▶ Supplied passage:
****

Vaccination is a measure to reduce the impact of influenza; however, it takes 6 months to prepare a vaccine . Virus isolates from humans usually do not grow well in embryonated chicken eggs, which poses significant limitations for influenza vaccine production. Attempts to increase the yield of candidate vaccine strains have been made by multiple passages in eggs over time or genetic reassortment with a high growth laboratory strain [17, 18]. To prepare for pandemic influenza, a virus library of non-pathogenic influenza A viruses with 144 combinations of 16 HA and 9 NA subtypes has been established . In the present study, we selected vaccine strains from 18 H1N1 virus isolates from birds, pigs, and humans on the basis of their growth in embryonated chicken eggs and their antigenicity. Among these viruses, the yield of Sw/Hok/81 in embryonated chicken eggs showed 108.3 PFU/ml, which is higher than that of Narita/09 (107.3 PFU/ml), indicating that a virus strain selected from the influenza virus library could be used for the vaccine strain.
The 1957 and 1968 pandemic influenza virus strains were reassortants of avian and human strains . Kida et al. showed that viruses in pigs are in antigenically stasis, as are those in ducks, compared with influenza viruses in humans [9, 10]. The present results of antigenic analysis of H1N1 viruses indicate that pandemic 2009 (H1N1) virus was antigenically similar to that of classical swine influenza viruses, not to that of human influenza viruses, as previously described by Garten et al. . Although we cannot predict the subtype of the pandemic strain, the antigenicity of the virus is conserved in pigs or ducks. Thus, antigenically related strains isolated from natural hosts could be used for human pandemic influenza vaccines. In order to update the influenza virus library as a seed of vaccine strains, continuous surveillance of avian and swine influenza and the study of pathogenicity, antigenicity, genetic information, and yield in chicken embryo of virus strains are needed.

****

▶ Material supplied:
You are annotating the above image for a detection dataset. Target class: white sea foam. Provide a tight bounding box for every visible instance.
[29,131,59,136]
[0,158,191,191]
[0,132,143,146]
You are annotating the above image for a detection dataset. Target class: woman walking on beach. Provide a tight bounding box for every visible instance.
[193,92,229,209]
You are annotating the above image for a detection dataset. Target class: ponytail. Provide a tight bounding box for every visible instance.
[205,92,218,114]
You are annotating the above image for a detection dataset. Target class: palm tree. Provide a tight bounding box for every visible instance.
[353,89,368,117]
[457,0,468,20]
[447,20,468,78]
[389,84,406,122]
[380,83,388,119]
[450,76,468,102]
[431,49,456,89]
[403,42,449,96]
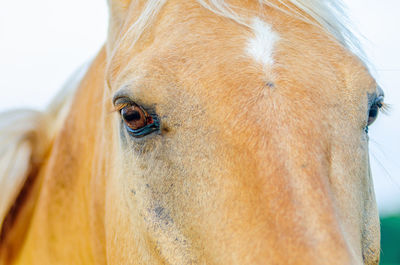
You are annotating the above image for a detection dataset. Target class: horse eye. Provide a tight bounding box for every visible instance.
[121,105,147,130]
[368,97,383,126]
[120,104,159,138]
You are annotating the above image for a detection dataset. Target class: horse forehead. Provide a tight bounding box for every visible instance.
[245,17,280,66]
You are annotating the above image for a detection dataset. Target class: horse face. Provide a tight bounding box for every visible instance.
[106,1,381,264]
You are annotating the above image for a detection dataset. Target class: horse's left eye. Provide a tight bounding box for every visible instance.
[368,96,383,126]
[120,104,159,137]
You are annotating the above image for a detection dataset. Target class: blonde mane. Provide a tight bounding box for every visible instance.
[0,0,365,235]
[109,0,368,66]
[0,64,88,228]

****

▶ What is expected:
In the passage on influenza vaccine strains, how many HA and NA subtype combinations does the library of non-pathogenic influenza A viruses contain?

▶ Response:
It contains 144 combinations of 16 HA and 9 NA subtypes.